Stated task ->
Extract every line of the listing below word for word, leaving the picture out of your answer.

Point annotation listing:
>> Begin

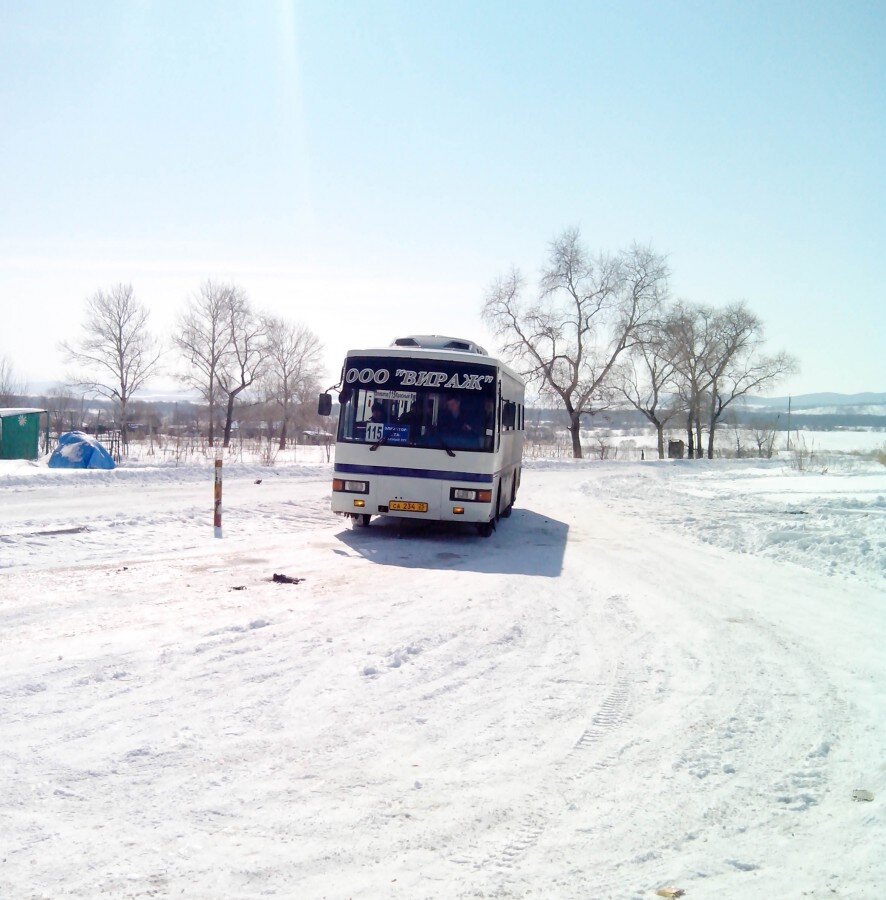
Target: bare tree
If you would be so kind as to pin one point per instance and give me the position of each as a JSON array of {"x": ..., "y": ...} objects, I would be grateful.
[
  {"x": 689, "y": 342},
  {"x": 587, "y": 312},
  {"x": 294, "y": 367},
  {"x": 203, "y": 337},
  {"x": 246, "y": 353},
  {"x": 736, "y": 365},
  {"x": 11, "y": 386},
  {"x": 117, "y": 352},
  {"x": 649, "y": 371},
  {"x": 764, "y": 430}
]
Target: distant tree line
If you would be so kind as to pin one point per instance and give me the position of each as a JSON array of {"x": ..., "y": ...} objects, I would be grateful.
[
  {"x": 600, "y": 329},
  {"x": 237, "y": 358}
]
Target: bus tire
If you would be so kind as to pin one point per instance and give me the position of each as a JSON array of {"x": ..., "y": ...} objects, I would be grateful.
[{"x": 507, "y": 510}]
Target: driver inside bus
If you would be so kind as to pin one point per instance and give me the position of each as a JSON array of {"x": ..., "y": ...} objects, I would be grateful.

>> End

Solution to this problem ->
Target: bare tree
If you would be so kind as to pin one point per instance and give me the position of each as a JSON array of {"x": ..., "y": ...} objects, I would be grateful.
[
  {"x": 689, "y": 342},
  {"x": 587, "y": 312},
  {"x": 294, "y": 367},
  {"x": 203, "y": 337},
  {"x": 246, "y": 353},
  {"x": 736, "y": 365},
  {"x": 11, "y": 386},
  {"x": 117, "y": 352},
  {"x": 649, "y": 371},
  {"x": 764, "y": 430}
]
Target: distant tree line
If you would be so kind as to pin one point per instance and give me the position of each as a JSON array of {"x": ..., "y": ...} objects, I would be grateful.
[
  {"x": 600, "y": 329},
  {"x": 237, "y": 358}
]
Target: bus tire
If you would be so kind as to pin one point per instance and give me the position of each as a JSON array of {"x": ..., "y": ...} objects, I would be grateful.
[{"x": 507, "y": 510}]
Target: driver inside bus
If you would be so kind as to pin one point per instance and give me the position of each as a JSON array of {"x": ..., "y": ...} objects, I would be grateful.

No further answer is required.